▸ Directions: In the listing below, the lines starting with the line with "Find all occurrences of jersey crest." and going on through the line with "Find all occurrences of orange football boot." are to be reproduced exactly, and only those.

▸ Exercise materials:
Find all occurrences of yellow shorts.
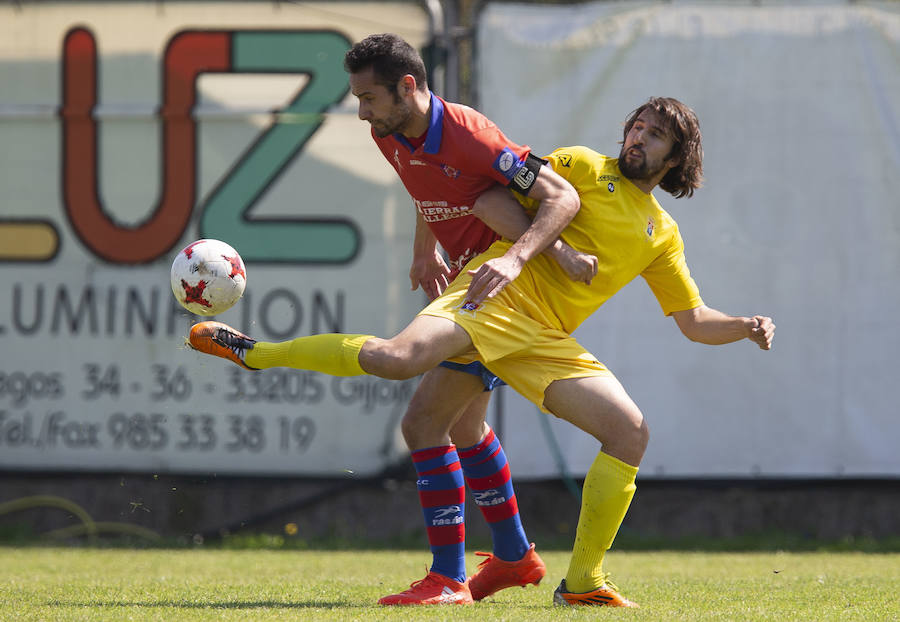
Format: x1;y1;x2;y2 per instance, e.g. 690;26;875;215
419;276;611;413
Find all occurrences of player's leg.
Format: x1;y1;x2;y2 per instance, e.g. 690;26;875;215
400;365;487;449
187;314;472;379
382;363;544;604
379;366;485;605
543;374;646;607
483;333;644;608
445;378;545;600
544;374;648;466
435;371;529;566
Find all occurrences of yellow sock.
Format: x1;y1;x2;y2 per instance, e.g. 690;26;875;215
245;334;373;376
565;450;638;593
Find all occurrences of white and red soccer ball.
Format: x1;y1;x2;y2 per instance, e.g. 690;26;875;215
170;239;246;316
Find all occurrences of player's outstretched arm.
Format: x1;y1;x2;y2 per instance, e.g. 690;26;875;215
466;166;580;303
671;305;775;350
471;186;598;284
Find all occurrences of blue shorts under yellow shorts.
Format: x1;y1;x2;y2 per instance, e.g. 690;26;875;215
438;360;506;391
419;280;611;413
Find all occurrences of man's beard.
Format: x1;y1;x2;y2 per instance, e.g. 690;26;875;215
371;99;412;138
618;145;652;180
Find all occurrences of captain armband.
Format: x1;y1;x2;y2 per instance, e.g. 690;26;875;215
506;153;547;196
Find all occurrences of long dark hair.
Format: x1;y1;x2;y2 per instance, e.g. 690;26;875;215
343;33;428;94
623;97;704;198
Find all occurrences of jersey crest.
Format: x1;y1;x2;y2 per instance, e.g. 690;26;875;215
492;147;519;179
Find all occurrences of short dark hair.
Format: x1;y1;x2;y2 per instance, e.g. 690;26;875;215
623;97;704;198
343;33;428;93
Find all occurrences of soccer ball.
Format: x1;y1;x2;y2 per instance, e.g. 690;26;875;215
170;239;246;316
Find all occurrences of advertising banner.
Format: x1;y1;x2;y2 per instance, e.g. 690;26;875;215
477;1;900;477
6;1;897;479
0;2;431;476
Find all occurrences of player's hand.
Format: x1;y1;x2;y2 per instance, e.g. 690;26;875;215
555;245;598;285
748;315;775;350
410;252;451;301
465;255;523;305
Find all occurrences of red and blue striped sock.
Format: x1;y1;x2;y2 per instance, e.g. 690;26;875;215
459;428;529;562
412;445;466;583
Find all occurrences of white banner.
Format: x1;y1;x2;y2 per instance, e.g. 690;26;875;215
4;1;898;479
0;2;431;476
477;1;900;477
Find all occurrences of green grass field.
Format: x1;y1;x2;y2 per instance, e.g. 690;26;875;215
1;546;898;621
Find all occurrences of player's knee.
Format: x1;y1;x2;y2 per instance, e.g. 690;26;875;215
635;417;650;455
360;338;426;380
449;416;488;449
400;401;444;449
617;414;648;465
399;409;423;446
608;409;648;465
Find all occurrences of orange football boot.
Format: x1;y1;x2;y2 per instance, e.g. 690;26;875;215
188;321;258;370
378;571;473;606
553;578;639;608
468;543;546;600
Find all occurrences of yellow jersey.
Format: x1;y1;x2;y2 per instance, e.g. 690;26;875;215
464;145;703;335
418;146;703;403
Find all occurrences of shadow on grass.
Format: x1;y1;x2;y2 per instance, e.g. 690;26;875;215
47;599;562;612
48;599;354;610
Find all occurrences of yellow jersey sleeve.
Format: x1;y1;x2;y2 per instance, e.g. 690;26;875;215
640;218;704;315
545;147;599;193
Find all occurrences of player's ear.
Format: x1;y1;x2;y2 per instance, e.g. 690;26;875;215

▸ Task answer:
Find all occurrences of jersey crest.
Format: x1;y1;x2;y2 per instance, e.g. 690;26;875;215
492;147;519;179
Find all occurrences of short dark hair.
Format: x1;y1;x2;y2 per instance, e.g. 690;26;875;215
623;97;704;198
343;33;428;93
Find all occurrences of soccer ball.
Format: x1;y1;x2;y2 per instance, e.g. 690;26;875;215
170;239;246;316
Find all occurrences of advertising banner.
Format: x1;y1;x2;y2 per instance, e.g. 690;26;875;215
477;1;900;477
6;1;897;479
0;2;431;476
Find all occurrences of player's hand.
Format: x1;y1;x2;y2 per instance, e.g. 690;26;875;215
555;245;598;285
748;315;775;350
410;252;451;301
465;255;523;305
Find all occurrences of red and blue striped sock.
Format: x1;y1;x2;y2 per instance, e.g. 690;26;875;215
459;428;529;562
412;445;466;583
Find all occurrences of white banner.
Format: x1;y1;x2;y2 per instance, e.g. 690;26;875;215
4;1;898;479
0;2;431;476
477;1;900;477
Find all occurrences of green grass field.
Format: x1;y1;x2;y2 per instance, e.g. 690;26;875;215
1;546;898;621
Find all occurrences of player's knee.
Format: x1;y1;x2;y2 per instance, e.g. 690;26;875;215
635;417;650;455
360;338;426;380
449;416;488;449
400;401;444;449
617;414;648;465
399;409;423;446
608;409;648;465
Find all occurrences of orange football boot.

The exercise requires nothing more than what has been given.